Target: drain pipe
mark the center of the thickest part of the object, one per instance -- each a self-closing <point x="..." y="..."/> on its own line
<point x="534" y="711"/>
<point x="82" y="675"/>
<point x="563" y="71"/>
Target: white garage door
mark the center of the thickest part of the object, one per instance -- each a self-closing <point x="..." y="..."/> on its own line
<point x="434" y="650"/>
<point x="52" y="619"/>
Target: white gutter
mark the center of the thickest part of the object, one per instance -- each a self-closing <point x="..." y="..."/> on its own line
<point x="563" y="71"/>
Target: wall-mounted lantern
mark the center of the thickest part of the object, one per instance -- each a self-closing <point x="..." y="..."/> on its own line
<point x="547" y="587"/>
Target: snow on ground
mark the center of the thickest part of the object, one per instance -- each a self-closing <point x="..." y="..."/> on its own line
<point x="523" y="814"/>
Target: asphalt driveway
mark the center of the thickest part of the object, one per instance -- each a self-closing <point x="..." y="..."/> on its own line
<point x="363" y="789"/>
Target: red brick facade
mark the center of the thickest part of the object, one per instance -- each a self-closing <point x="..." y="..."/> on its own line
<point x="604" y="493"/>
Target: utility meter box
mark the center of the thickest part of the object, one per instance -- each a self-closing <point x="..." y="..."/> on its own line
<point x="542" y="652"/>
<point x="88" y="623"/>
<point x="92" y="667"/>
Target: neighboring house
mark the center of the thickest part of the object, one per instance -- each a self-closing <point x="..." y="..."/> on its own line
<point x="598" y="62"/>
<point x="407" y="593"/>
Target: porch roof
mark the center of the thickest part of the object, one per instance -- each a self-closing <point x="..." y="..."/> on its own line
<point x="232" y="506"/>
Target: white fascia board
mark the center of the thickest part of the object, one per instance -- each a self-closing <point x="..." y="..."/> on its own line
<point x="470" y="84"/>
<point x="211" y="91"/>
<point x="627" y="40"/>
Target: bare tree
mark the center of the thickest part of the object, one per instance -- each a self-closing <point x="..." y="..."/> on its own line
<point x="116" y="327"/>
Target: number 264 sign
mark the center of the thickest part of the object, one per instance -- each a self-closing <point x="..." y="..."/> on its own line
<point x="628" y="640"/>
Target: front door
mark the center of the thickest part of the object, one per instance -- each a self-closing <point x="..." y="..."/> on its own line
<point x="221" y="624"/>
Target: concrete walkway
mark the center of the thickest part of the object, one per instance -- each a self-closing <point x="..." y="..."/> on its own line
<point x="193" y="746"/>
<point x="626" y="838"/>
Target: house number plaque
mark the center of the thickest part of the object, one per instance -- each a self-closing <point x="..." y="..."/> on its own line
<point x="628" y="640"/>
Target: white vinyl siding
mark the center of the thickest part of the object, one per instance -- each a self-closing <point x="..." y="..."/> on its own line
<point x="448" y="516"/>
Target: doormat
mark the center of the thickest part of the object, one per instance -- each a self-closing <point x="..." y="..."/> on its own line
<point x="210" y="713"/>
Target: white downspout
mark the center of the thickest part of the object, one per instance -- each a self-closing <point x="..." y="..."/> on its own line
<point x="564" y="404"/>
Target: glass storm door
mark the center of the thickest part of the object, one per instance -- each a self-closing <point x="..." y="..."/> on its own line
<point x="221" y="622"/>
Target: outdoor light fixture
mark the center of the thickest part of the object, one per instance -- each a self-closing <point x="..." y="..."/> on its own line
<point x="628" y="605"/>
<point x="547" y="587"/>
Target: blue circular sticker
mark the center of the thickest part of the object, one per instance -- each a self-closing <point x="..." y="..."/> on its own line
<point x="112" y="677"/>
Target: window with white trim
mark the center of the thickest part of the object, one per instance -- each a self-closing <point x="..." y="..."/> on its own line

____

Exercise
Retype exactly the lines from the one containing "Target: white vinyl siding" through the last line of the records above, including both.

Written response
Target: white vinyl siding
mark the center of the thickest part of the object, one per instance -- each a self-closing <point x="..." y="..."/> on its own line
<point x="448" y="516"/>
Target: doormat
mark the center of the thickest part of the object, one per instance -- each a self-closing <point x="..." y="..."/> on its own line
<point x="210" y="713"/>
Target: white downspout
mark the center of the thickest part of the object, one per instance -- each a self-closing <point x="..." y="..."/> on its own line
<point x="564" y="404"/>
Target: glass storm door
mark the center of the thickest part of the object, one per instance -- each a self-closing <point x="..." y="..."/> on its own line
<point x="221" y="622"/>
Target: outdoor light fixture
mark the center of the thickest part of the object, one per instance -- each a self-closing <point x="..." y="..."/> on its own line
<point x="628" y="605"/>
<point x="547" y="587"/>
Target: blue circular sticker
mark the center of the thickest part of the object, one per instance -- each a self-closing <point x="..." y="..."/> on its own line
<point x="112" y="677"/>
Target: window with white trim
mark the center of the thickest part of the object, one per instance -- each a self-closing <point x="..." y="..."/> on its own line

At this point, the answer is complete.